> **LISTING**
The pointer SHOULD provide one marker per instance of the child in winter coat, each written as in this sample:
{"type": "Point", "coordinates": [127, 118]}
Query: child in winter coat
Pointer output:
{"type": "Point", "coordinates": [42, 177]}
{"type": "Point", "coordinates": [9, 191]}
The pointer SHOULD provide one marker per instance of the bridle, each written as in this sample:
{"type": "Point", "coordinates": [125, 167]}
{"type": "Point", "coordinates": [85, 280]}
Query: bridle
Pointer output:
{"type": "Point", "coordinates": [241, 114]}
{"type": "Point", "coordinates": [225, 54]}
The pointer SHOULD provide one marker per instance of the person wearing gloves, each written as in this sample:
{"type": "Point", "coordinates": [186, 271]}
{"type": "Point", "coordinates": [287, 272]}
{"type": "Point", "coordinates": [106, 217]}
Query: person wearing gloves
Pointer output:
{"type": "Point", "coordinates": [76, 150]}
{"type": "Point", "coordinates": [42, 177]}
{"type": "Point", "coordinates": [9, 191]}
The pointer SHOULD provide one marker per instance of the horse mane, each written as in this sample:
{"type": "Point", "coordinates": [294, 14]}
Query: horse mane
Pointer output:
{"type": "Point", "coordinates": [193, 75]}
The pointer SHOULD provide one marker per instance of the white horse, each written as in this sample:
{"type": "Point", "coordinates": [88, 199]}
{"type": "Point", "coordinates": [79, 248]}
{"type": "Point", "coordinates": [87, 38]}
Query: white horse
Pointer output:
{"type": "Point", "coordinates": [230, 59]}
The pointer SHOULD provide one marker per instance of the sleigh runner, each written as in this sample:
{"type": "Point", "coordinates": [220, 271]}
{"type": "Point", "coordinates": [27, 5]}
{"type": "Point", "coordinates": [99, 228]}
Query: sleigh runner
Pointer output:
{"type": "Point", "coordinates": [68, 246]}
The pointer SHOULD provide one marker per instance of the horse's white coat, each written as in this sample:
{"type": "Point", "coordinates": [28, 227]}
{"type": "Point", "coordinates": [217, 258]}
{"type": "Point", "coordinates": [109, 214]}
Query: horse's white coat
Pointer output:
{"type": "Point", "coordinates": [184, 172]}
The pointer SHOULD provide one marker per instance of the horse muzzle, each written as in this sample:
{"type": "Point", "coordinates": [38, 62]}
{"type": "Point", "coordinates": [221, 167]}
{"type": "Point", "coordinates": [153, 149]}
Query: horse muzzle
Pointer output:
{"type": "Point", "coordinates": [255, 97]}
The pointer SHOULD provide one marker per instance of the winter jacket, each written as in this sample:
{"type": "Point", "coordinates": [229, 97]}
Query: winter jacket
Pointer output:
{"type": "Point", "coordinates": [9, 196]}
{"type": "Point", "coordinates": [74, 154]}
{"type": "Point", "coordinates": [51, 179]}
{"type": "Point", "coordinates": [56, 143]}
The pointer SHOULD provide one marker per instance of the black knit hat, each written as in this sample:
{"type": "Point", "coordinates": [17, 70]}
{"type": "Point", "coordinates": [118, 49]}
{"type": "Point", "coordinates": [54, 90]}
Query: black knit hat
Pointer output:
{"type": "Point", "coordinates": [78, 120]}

> **WHAT THE TASK REQUIRES**
Reproduce all of the data above line for line, with every character unchanged.

> **FINAL RESULT**
The pointer SHOULD provide one marker per instance of the child in winter coat, each written as in this sample:
{"type": "Point", "coordinates": [127, 118]}
Query: child in winter coat
Pointer output:
{"type": "Point", "coordinates": [42, 177]}
{"type": "Point", "coordinates": [9, 191]}
The pointer SHOULD provide one marker per instance of the bridle, each written as in this sample:
{"type": "Point", "coordinates": [125, 167]}
{"type": "Point", "coordinates": [85, 280]}
Query: bridle
Pointer output:
{"type": "Point", "coordinates": [241, 114]}
{"type": "Point", "coordinates": [225, 54]}
The pointer SHOULD provide one marker per instance of the person wearing gloves, each written as in this sample:
{"type": "Point", "coordinates": [186, 271]}
{"type": "Point", "coordinates": [287, 272]}
{"type": "Point", "coordinates": [106, 217]}
Query: person wearing gloves
Pointer output:
{"type": "Point", "coordinates": [76, 150]}
{"type": "Point", "coordinates": [42, 177]}
{"type": "Point", "coordinates": [9, 191]}
The pointer SHOULD provide one marker per instance of the horse mane, each written as in this sample:
{"type": "Point", "coordinates": [294, 14]}
Query: horse mane
Pointer output:
{"type": "Point", "coordinates": [193, 75]}
The pointer SHOULD provide one marker per instance of the white horse, each written as in this sample:
{"type": "Point", "coordinates": [88, 199]}
{"type": "Point", "coordinates": [79, 248]}
{"type": "Point", "coordinates": [87, 38]}
Query: white horse
Pointer output:
{"type": "Point", "coordinates": [230, 59]}
The pointer SHOULD provide one marker per instance of the sleigh runner, each written as in this sample:
{"type": "Point", "coordinates": [220, 271]}
{"type": "Point", "coordinates": [27, 5]}
{"type": "Point", "coordinates": [99, 228]}
Query: sleigh runner
Pointer output:
{"type": "Point", "coordinates": [68, 246]}
The pointer SHOULD provide one marker per instance of the horse's white coat, each written as in this sample:
{"type": "Point", "coordinates": [28, 227]}
{"type": "Point", "coordinates": [217, 258]}
{"type": "Point", "coordinates": [109, 214]}
Query: horse's white coat
Pointer output:
{"type": "Point", "coordinates": [184, 172]}
The pointer SHOULD provide one marker per instance of the horse muzzle, each written as in this sample:
{"type": "Point", "coordinates": [38, 62]}
{"type": "Point", "coordinates": [221, 167]}
{"type": "Point", "coordinates": [153, 149]}
Query: horse muzzle
Pointer output:
{"type": "Point", "coordinates": [255, 97]}
The pointer SHOULD provide one marker per instance of the winter jacket, each written as in this sample:
{"type": "Point", "coordinates": [229, 97]}
Query: winter jacket
Pointer output:
{"type": "Point", "coordinates": [9, 196]}
{"type": "Point", "coordinates": [74, 154]}
{"type": "Point", "coordinates": [51, 179]}
{"type": "Point", "coordinates": [56, 143]}
The pointer SHOULD provide one marker per instance of the black knit hat, each written as in this sample:
{"type": "Point", "coordinates": [17, 70]}
{"type": "Point", "coordinates": [118, 49]}
{"type": "Point", "coordinates": [54, 90]}
Query: black knit hat
Pointer output:
{"type": "Point", "coordinates": [78, 120]}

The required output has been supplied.